--- SOURCE EXCERPT ---

Image Source: ESA Rosetta Blog


Topics: Astronomy, Astrophysics, Comets, Rosetta, Spectrograph


A close-up of Comet 67P/Churyumov-Gerasimenko by NASA's ultraviolet instrument surprised scientists by revealing that electrons close to the comet's surface—not photons from the Sun as had been believed—cause the rapid breakup of water and carbon dioxide molecules spewing from the surface.

Since last August, the European Space Agency's Rosetta spacecraft has orbited within a hundred miles of the comet in this historic mission. The spectrograph onboard, named Alice, specializes in the far-ultraviolet wavelength band and was developed by Southwest Research Institute (SwRI). Alice examines light the comet is emitting to understand the chemistry of the comet's atmosphere, or coma. A spectrograph is a tool astronomers use to split light into its various colors. Scientists can identify the chemical composition of gases by examining their light spectrum. Alice is the first such far-ultraviolet spectrograph to operate at a comet.

---

■ BRIEF
Reproduce the comet excerpt above word for word, from start to finish.

--- INFORMATION SUPPLIED ---

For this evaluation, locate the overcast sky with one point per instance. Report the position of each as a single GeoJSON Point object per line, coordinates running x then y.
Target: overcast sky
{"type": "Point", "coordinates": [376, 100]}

---

■ EXERCISE RESPONSE
Image Source: ESA Rosetta Blog


Topics: Astronomy, Astrophysics, Comets, Rosetta, Spectrograph


A close-up of Comet 67P/Churyumov-Gerasimenko by NASA's ultraviolet instrument surprised scientists by revealing that electrons close to the comet's surface—not photons from the Sun as had been believed—cause the rapid breakup of water and carbon dioxide molecules spewing from the surface.

Since last August, the European Space Agency's Rosetta spacecraft has orbited within a hundred miles of the comet in this historic mission. The spectrograph onboard, named Alice, specializes in the far-ultraviolet wavelength band and was developed by Southwest Research Institute (SwRI). Alice examines light the comet is emitting to understand the chemistry of the comet's atmosphere, or coma. A spectrograph is a tool astronomers use to split light into its various colors. Scientists can identify the chemical composition of gases by examining their light spectrum. Alice is the first such far-ultraviolet spectrograph to operate at a comet.